# [Work instruction]
Would you return the data exactly as given, except for its pictures?

Region pointing data
::::

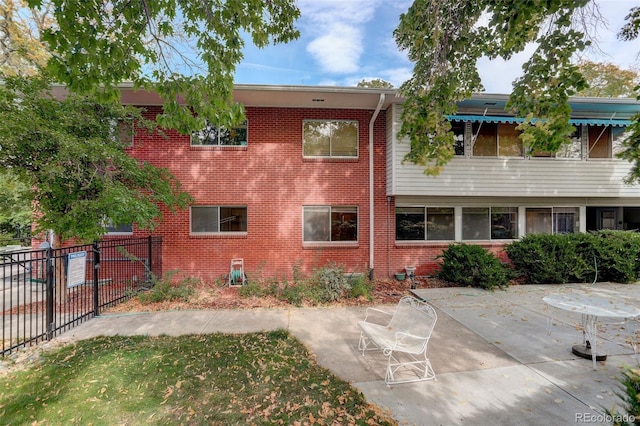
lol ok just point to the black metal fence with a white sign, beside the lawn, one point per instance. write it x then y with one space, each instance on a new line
48 291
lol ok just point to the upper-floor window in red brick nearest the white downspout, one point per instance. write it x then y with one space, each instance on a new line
330 138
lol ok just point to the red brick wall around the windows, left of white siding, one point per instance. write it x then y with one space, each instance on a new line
273 180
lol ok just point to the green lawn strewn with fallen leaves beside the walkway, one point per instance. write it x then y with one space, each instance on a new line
258 378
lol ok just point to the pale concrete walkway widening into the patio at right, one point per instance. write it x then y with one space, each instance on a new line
495 363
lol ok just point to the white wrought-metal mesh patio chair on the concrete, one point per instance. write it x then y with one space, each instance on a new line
403 339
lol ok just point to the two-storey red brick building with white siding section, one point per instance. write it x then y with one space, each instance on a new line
316 176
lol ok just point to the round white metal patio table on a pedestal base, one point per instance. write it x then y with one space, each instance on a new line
591 308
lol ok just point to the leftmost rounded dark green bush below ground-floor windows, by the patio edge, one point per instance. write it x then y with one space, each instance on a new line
472 265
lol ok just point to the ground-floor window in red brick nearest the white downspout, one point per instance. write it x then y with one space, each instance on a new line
330 224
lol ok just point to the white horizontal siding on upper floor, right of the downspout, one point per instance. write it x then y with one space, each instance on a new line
507 177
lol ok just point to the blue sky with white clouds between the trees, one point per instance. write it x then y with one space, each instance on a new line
345 41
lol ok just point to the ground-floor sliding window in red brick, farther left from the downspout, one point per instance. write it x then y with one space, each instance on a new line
218 219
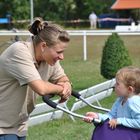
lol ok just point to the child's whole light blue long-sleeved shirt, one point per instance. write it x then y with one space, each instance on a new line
127 114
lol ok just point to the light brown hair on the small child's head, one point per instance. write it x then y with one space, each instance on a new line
130 76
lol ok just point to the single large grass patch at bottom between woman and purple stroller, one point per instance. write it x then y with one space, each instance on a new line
61 130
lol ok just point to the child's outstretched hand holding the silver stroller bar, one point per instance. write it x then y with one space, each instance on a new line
90 116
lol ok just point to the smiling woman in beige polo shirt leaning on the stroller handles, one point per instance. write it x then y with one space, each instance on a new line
27 68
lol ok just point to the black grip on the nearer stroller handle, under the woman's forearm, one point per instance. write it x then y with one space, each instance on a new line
47 100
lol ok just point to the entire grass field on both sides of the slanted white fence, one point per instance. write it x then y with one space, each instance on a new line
83 74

::::

# [Problem solution]
lol ok just point to the black metal fence with a white sign, beside the lawn, one point per instance. write it x then y with one space, each instance on a new line
48 291
lol ok just point to the upper-floor window in red brick nearest the white downspout, one point per instance. write it x then y with one space, each instance on a new line
330 138
lol ok just point to the red brick wall around the windows, left of white siding, one point per instance. write it x then y with one space, each instance on a new line
273 180
lol ok just point to the green lawn strewn with fallen leaves beside the walkway, one point per instance. write it x then y with one space, each instance on a new line
258 378
lol ok just point to the pale concrete walkway widening into the patio at right, one point per instance. write it x then y with one space, each instance on a new line
495 363
lol ok just point to the white wrought-metal mesh patio chair on the concrete, one point per instance. write it x then y with one space, each instance on a new line
403 339
lol ok just point to the two-storey red brick building with white siding section, one point per instance. write it x then y with one space, each instance on a new line
316 176
lol ok just point to the round white metal patio table on a pedestal base, one point per instance. write it x then y with one space, each instance on a new line
591 308
lol ok just point to the leftmost rounded dark green bush below ground-floor windows, by the patio edge, one point per instance. write it x then y with one space, each instance on a new line
472 265
lol ok just point to the ground-floor window in red brick nearest the white downspout, one point per instance. write it x then y with one space, each instance on a new line
330 224
lol ok just point to the white horizontal siding on upper floor, right of the downspout, one point per instance. write it x then y with one space, each instance on a new line
507 177
lol ok just point to the blue sky with white clouds between the trees, one point per instance. write it x then y with one space, each instance on a new line
345 41
lol ok just point to the ground-floor sliding window in red brick, farther left from the downspout, one point per instance. write it x then y with one space, each instance on a new line
218 219
lol ok just point to the child's whole light blue long-sleeved shirt, one point per instance. write it x then y with one space, each instance on a new line
127 114
lol ok just point to the light brown hair on the small child's head, one point per instance. write it x then y with one space, each instance on a new line
130 76
lol ok just point to the single large grass patch at bottom between woman and purple stroller, one point per instance. write it x then y with one space, each instance on a new line
61 130
lol ok just point to the child's outstretched hand holding the silver stroller bar, one point per instance. write it x then y with one space, each instance on a new line
90 116
lol ok just point to the smiling woman in beige polo shirt leaning on the stroller handles, one point per instance. write it x then y with one space, each instance on a new line
27 68
lol ok just point to the black grip on the nearer stroller handle, under the woman's forearm, one point per instance. write it x then y with one space, each instance on a new line
47 100
lol ok just point to the entire grass field on both sides of the slanted white fence, one point per instance. write it x then y with one space, each instance on a new line
83 74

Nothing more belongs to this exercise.